Report back each line of the data that contains the word "below".

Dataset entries
##########

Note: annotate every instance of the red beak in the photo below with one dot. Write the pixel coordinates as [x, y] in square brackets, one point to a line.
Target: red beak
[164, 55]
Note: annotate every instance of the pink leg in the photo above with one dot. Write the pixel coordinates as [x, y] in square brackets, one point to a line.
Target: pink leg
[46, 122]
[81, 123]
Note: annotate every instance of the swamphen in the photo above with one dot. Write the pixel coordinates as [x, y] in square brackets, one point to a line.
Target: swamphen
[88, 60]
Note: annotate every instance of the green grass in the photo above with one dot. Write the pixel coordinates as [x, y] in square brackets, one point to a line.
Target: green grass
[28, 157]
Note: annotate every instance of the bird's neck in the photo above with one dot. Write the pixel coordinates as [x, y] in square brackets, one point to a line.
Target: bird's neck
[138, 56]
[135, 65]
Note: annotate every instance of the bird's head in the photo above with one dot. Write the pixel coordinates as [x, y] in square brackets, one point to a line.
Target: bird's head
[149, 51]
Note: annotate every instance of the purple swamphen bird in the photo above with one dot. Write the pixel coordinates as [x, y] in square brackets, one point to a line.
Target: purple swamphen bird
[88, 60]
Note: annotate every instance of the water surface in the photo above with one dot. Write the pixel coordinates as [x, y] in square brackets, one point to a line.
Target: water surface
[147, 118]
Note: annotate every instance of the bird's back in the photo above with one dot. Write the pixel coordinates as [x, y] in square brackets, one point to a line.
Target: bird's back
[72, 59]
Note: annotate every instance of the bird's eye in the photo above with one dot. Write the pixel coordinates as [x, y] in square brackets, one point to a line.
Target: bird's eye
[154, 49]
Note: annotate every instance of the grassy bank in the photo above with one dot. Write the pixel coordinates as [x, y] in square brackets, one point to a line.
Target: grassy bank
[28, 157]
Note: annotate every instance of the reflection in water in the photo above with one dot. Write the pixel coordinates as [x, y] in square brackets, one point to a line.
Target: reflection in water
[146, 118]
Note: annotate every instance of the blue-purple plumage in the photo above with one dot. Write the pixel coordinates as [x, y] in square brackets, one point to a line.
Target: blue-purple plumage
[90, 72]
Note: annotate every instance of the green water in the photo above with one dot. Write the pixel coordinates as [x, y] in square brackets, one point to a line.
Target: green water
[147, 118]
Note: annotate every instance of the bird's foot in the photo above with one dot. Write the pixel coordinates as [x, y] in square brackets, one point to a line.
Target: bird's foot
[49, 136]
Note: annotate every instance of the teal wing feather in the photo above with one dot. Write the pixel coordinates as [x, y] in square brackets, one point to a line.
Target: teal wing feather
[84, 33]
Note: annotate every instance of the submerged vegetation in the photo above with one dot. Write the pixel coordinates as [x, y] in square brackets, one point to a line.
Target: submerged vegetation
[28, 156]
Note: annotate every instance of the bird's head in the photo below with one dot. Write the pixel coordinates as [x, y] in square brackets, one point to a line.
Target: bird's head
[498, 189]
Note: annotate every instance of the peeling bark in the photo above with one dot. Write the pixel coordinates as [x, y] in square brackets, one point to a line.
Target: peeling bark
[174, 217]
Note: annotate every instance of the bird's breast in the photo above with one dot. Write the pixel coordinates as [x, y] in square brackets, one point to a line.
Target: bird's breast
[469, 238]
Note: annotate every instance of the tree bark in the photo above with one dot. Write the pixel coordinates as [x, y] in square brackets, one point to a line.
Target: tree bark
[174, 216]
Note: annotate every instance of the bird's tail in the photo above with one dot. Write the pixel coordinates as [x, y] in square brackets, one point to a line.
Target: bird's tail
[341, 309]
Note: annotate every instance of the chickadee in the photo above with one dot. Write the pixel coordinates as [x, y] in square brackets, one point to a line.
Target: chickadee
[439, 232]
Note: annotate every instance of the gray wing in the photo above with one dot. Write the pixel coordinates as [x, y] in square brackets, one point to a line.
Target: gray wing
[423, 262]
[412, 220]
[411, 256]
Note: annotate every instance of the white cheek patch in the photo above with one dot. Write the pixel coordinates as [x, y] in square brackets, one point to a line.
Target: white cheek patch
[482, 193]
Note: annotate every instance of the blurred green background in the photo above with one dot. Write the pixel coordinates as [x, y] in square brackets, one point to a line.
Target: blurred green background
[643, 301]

##########

> **Answer to the problem**:
Note: annotate every instance of the red beak in the photo below with one dot. Write the pixel coordinates as [x, y] in square brackets, one point to a line.
Note: annotate every instance of the bird's head in the photo below with one dot. Write the pixel coordinates as [x, y] in square brackets, one point to a line.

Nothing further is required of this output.